▶ [Provided text]:
::::::::::
Comment Re:Seems pretty reasonable (Score 2) 263

(Bonus points for the captcha - "Consent")

But that's the point. Consent was granted. You can't retroactively revoke it. It's polite to do so, yes, but a stunning overreach of state power to make this a law. You consent to me taking your photo, that photo is mine, and that state will have to pry it from my cold dead hand. Zero tolerance for government censorship.

Comment Re:So we're not going to over-react this time, rig (Score 2) 676

Muslims have had a beef with America as long as America has existed

Uh, no, actually. There were Muslim American soldiers in the Revolution, and the first country to recognize the United States was the Sultanate of Morocco.

Muslims have had "beef" with the US mostly since WWII, as our stupid and brutal foreign policy started to intrude more and more on the Muslim world: the CIA-backed coup in Iran, support for the rogue nation of Israel, suport for Saudi Arabia. The grievances are rooted in geopolitics, religion merely helps gives them some specifics of form.

Comment Re:Because the shooter was an American? (Score 5, Insightful) 676

The vast majority of casualties in 2015 (about 400) come from ordinary "I just felt like it" shootings.

No, they mostly came from "ordinary" criminal violence, largely gang-related. Shootingtracker.com is a source of noise: there have not been hundreds of mass shootings this year, unless you re-define the term.

Comment Re:End of open and honest? I'll disagree. (Score 1) 246

I'm pretty sure I can post open and honest comments while not being anonymous.

If you're white, middle-class, cisgendered, belong to a mainstream religion, have political views within the mainstream, and live in a cosmopolitan community, yes.

If you're a closeted gay atheist anarcho-communist in a small town in "flyover country", maybe not so much.

Comment Re:Will Any Effort Be Made To Validate The Report? (Score 1) 399

No - according to the CDC, 18.3% of women and 1.4% of men experience rape.

>

The National Intimate Partner and Sexual Violence Survey -- source of the CDC numbers, according to your linked PDF -- doesn't include prisons. It also does not count the 4.8% of men who reported being "made to penetrate someone else" as rape victims; a definition of rape that's dependent on the topology of someone's genitals rather than issues of bodily agency is highly problematic.

If we include prison rape, evidence suggests that more men are raped than women, though we're dealing with numbers with large error bars.
::::::::::
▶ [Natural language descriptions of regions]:
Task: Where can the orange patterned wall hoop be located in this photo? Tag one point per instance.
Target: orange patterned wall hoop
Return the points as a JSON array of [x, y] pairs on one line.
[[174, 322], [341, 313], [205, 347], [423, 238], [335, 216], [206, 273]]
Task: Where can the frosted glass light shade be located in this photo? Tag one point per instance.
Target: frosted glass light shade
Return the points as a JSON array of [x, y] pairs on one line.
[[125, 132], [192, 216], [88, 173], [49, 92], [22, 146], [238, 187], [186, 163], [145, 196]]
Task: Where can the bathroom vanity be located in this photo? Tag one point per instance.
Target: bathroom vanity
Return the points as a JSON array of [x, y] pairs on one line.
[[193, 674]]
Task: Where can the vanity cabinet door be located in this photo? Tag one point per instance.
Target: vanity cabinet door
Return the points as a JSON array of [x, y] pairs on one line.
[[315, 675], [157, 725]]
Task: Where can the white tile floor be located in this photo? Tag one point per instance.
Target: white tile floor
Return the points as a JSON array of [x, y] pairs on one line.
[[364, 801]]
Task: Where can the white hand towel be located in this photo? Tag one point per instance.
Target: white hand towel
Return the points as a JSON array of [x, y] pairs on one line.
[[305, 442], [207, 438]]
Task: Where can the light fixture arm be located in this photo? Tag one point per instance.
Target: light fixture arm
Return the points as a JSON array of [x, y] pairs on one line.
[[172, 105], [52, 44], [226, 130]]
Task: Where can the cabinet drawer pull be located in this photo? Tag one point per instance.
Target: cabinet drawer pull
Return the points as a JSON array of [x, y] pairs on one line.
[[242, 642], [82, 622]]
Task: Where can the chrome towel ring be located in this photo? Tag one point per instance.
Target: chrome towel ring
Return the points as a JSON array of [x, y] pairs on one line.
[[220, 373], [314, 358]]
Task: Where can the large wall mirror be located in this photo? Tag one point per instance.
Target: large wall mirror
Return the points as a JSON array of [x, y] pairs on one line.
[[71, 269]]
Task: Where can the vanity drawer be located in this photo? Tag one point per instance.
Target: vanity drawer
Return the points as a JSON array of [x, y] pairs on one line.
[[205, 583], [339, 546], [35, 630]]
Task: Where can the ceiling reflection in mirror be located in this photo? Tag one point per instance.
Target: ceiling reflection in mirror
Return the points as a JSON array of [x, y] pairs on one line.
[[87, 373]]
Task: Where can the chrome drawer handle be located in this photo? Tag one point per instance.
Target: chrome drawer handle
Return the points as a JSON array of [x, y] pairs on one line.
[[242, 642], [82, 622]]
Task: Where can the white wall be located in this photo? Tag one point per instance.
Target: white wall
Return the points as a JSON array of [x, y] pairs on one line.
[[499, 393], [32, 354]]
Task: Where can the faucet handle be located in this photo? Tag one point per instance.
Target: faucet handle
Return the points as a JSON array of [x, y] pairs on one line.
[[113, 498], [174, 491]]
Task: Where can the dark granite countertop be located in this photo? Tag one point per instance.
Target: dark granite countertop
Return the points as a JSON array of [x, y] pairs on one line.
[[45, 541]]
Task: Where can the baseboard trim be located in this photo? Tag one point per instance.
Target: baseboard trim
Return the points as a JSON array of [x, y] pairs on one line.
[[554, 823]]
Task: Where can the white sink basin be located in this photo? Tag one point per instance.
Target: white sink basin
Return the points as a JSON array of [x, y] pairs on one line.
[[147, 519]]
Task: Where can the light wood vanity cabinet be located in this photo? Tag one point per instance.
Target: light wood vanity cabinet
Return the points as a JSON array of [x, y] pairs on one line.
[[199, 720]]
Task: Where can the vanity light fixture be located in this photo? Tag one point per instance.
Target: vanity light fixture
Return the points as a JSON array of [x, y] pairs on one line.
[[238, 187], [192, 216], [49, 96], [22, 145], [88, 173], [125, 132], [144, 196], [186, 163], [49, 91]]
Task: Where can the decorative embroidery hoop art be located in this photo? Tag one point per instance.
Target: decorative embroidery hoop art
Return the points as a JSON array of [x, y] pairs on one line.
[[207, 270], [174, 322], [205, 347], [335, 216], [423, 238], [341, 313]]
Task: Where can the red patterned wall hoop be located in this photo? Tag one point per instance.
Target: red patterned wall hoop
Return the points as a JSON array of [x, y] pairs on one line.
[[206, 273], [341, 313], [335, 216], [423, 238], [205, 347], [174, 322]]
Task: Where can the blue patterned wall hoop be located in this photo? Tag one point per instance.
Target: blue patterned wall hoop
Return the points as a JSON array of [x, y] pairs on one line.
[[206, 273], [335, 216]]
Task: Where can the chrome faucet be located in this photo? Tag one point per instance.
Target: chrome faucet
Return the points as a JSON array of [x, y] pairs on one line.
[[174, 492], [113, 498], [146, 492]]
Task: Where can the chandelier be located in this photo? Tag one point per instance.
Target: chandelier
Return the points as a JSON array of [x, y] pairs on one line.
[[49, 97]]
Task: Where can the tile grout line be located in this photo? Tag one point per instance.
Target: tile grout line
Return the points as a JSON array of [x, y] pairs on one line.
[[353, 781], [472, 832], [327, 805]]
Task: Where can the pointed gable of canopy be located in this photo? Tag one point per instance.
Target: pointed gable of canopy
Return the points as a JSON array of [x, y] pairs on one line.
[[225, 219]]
::::::::::
▶ [Exercises to complete]:
(a) Edit the comment thread by rewriting the passage that begins at the words "(Bonus points for" and stops after "Sultanate of Morocco.", replacing "Sultanate of Morocco" with "Kingdom of Morocco".
(b) Continue the comment thread from its last line.

▶ [Responses by item number]:
(a)
(Bonus points for the captcha - "Consent")

But that's the point. Consent was granted. You can't retroactively revoke it. It's polite to do so, yes, but a stunning overreach of state power to make this a law. You consent to me taking your photo, that photo is mine, and that state will have to pry it from my cold dead hand. Zero tolerance for government censorship.

Comment Re:So we're not going to over-react this time, rig (Score 2) 676

Muslims have had a beef with America as long as America has existed

Uh, no, actually. There were Muslim American soldiers in the Revolution, and the first country to recognize the United States was the Kingdom of Morocco.

(b)
(None of this is intended to downplay the seriousness of sexual assault.)

Comment Re:Tradition (Score 2) 284

If its not mandatory, its a survey.

So gather data via surveys.

Requiring residents to complete a census of their households is hardly onerous.

Disclosing private information to the state is onerous. Especially when that data may later be misused if a later government decides to change policy. (Japanese Americans who told the feds their details in the 1940s thought their data was protected by law. Then the feds changed the law. Haw haw.)

At no time has anyone ever faced a fine or spent time in jail for failing to complete the census. There is a penalty, because under law you cannot have an action declared mandatory without a statement of penalty for failing to comply.

So it's not actually mandatory. So people who don't want to complete it can trash it with no consequences. So it's a volunatry survey. You support the state lying? Saying "we'll put you in jail if you don't fill out this paperwork!" and then not doing it?

Your position seems self-contradictory. "We have to compel people to give us their data or else we won't have accurate data![*] But if we put people in jail for not giving us their data people will get upset and overturn that law. So we can't really compel people to give us their data. Se we can't get accurate data. And that's a return to rational, science and evidence based decision making." ([*] I don'r accept that, I'm trying to summarize what I read your position to be.)

Comment Re:Tradition (Score 1) 284

.., census takers are not babykillers

No, but they are assistants to concentration camp operators. That happened in the U.S. within living memory, it's not ancient history or something that can only happen in so-called "backwards" countries. It is established historical fact that census data can be used against people.